Pull out each line of the items below that contains the word "surface", copying it unchanged.

─── Input rows

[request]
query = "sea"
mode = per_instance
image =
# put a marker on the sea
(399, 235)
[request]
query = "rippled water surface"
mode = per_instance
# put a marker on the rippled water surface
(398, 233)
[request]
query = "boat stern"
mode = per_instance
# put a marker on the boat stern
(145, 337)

──────
─── Input rows

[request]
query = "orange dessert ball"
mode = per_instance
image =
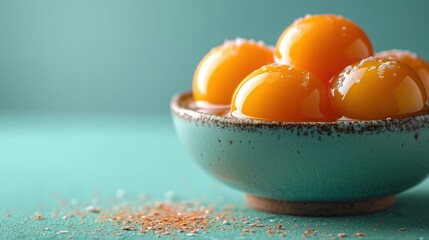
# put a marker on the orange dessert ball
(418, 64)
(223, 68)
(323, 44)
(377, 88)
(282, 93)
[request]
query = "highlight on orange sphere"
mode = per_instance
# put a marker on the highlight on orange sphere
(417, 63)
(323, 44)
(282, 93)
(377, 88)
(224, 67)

──────

→ Full output:
query = "rippled water surface"
# put a marker on the rippled water surface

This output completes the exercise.